Challenge
Rewrite the stretch of the listing below from the line that contains "Tag the reddish" through the line that contains "<point>243,244</point>", changing every "instance" to "occurrence" and leaving all else unchanged.

--- Start ---

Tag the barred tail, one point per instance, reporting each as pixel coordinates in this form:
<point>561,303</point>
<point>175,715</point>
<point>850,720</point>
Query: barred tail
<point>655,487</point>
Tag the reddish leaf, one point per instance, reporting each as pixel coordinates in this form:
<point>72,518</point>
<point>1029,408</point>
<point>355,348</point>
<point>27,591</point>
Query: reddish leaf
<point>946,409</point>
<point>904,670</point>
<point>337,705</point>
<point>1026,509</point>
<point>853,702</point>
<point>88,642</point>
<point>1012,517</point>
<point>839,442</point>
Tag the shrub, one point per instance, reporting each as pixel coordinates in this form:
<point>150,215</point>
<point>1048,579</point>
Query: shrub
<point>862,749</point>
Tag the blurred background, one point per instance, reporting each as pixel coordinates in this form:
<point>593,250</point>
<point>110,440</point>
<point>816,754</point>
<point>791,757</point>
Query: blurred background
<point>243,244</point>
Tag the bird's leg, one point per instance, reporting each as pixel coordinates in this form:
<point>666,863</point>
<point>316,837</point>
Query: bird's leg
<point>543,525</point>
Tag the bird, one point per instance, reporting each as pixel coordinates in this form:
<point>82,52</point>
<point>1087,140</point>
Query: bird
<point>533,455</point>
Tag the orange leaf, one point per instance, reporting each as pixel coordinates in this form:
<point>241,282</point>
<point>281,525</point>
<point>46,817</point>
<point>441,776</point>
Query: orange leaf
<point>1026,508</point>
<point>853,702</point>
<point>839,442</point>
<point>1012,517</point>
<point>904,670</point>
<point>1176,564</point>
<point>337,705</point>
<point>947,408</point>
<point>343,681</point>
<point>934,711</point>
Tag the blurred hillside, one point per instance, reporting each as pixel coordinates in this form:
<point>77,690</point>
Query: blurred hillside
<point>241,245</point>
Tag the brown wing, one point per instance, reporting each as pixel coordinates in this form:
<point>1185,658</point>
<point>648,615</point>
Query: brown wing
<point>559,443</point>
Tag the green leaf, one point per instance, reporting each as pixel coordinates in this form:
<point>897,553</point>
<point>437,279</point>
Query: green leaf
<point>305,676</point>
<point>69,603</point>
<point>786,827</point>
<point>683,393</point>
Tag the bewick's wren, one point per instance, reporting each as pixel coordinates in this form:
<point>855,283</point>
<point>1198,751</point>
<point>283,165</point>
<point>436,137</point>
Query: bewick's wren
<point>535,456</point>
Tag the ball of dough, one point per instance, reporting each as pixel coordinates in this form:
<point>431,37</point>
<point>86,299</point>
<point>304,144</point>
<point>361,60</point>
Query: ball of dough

--- End ---

Written answer
Tag the reddish leaf, one point per occurrence, reporting each as pixel coordinates in this form:
<point>72,518</point>
<point>1029,408</point>
<point>355,348</point>
<point>27,591</point>
Query: reddish leaf
<point>946,409</point>
<point>904,670</point>
<point>337,705</point>
<point>1026,509</point>
<point>853,702</point>
<point>88,642</point>
<point>1012,517</point>
<point>839,442</point>
Tag the shrub, one point per occurrence, reporting each as pixel coordinates in this form:
<point>150,215</point>
<point>1048,579</point>
Query: shrub
<point>862,749</point>
Tag the blurred background, one point per occurrence, reporting each as pixel coordinates in this form:
<point>593,250</point>
<point>110,440</point>
<point>816,754</point>
<point>791,757</point>
Query: blurred background
<point>243,244</point>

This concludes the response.